### TASK
Render the lines below as a Markdown table with the columns Row and Line, one numbered row per line, skipping blank lines and leaving out the pictures.

### RAW DATA

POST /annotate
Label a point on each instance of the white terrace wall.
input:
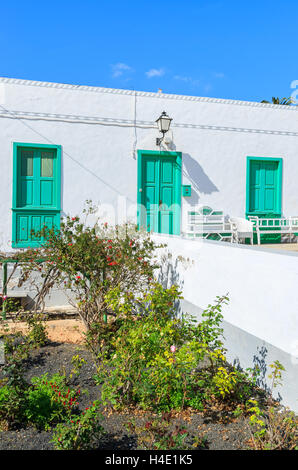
(100, 130)
(261, 318)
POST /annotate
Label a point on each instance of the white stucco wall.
(101, 129)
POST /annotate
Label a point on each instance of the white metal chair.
(241, 229)
(205, 222)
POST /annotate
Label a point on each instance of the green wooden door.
(264, 191)
(160, 191)
(36, 192)
(264, 187)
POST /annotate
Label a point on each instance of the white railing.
(280, 225)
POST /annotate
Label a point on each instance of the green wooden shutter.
(36, 192)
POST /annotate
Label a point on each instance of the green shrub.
(49, 401)
(160, 361)
(12, 405)
(80, 432)
(90, 261)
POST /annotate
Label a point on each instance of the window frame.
(55, 210)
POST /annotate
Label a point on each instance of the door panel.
(160, 186)
(264, 190)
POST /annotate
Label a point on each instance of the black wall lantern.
(163, 123)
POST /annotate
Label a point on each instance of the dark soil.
(221, 430)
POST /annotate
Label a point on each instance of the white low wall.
(262, 286)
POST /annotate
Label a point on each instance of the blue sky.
(245, 50)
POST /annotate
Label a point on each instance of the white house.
(64, 144)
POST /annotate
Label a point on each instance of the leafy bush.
(45, 402)
(12, 405)
(160, 361)
(49, 400)
(91, 260)
(80, 432)
(159, 434)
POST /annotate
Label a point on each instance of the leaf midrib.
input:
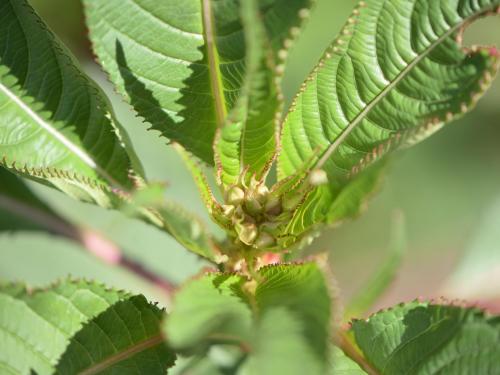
(361, 116)
(121, 356)
(213, 63)
(68, 144)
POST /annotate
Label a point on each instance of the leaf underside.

### RESPONSE
| Row | Line |
|---|---|
| 1 | POST /annotate |
| 2 | Label a point on each instance of the white terrace wall. |
| 3 | input: |
| 4 | (100, 130) |
| 5 | (261, 318) |
| 6 | POST /annotate |
| 7 | Label a point on each instance of the white stucco wall. |
| 8 | (101, 129) |
| 9 | POST /annotate |
| 10 | Label a point on each instance of the white metal chair. |
| 11 | (241, 229) |
| 12 | (205, 222) |
| 13 | POST /annotate |
| 14 | Label a point on each instance of the green wooden door. |
| 15 | (264, 191) |
| 16 | (160, 191) |
| 17 | (36, 192) |
| 18 | (264, 187) |
| 19 | POST /annotate |
| 20 | Label a point on each instance of the white railing. |
| 21 | (280, 225) |
| 22 | POST /annotate |
| 23 | Label a point on each instance of the green wooden shutter. |
| 24 | (36, 192) |
| 25 | POST /annotate |
| 26 | Label a point on each instance of the green shrub. |
| 27 | (49, 401) |
| 28 | (160, 361) |
| 29 | (12, 405) |
| 30 | (80, 432) |
| 31 | (90, 261) |
| 32 | POST /annotate |
| 33 | Label a point on each instance of the window frame. |
| 34 | (55, 210) |
| 35 | POST /annotate |
| 36 | Label a point on each instance of the door panel. |
| 37 | (160, 186) |
| 38 | (264, 190) |
| 39 | POST /annotate |
| 40 | Label a point on each instance of the black wall lantern. |
| 41 | (163, 123) |
| 42 | POST /annotate |
| 43 | Label a point on each instance of the dark soil. |
| 44 | (221, 430) |
| 45 | POST /annotate |
| 46 | Label a point on each instance of the white low wall. |
| 47 | (262, 286) |
| 48 | POST /annotate |
| 49 | Label a point on each instance of the blue sky. |
| 50 | (245, 50) |
| 51 | POST /annotate |
| 52 | Label a point on each instance of the white house. |
| 53 | (64, 144) |
| 54 | POST /annotate |
| 55 | Label a point on each instance of the leafy bush. |
| 56 | (45, 402) |
| 57 | (12, 405) |
| 58 | (160, 361) |
| 59 | (49, 400) |
| 60 | (91, 260) |
| 61 | (80, 432) |
| 62 | (159, 434) |
| 63 | POST /annotate |
| 64 | Label a point on each instance of the leaf midrib. |
| 65 | input: |
| 66 | (361, 116) |
| 67 | (121, 356) |
| 68 | (213, 63) |
| 69 | (68, 144) |
| 70 | POST /annotate |
| 71 | Label a point on each instance of the leaf underside. |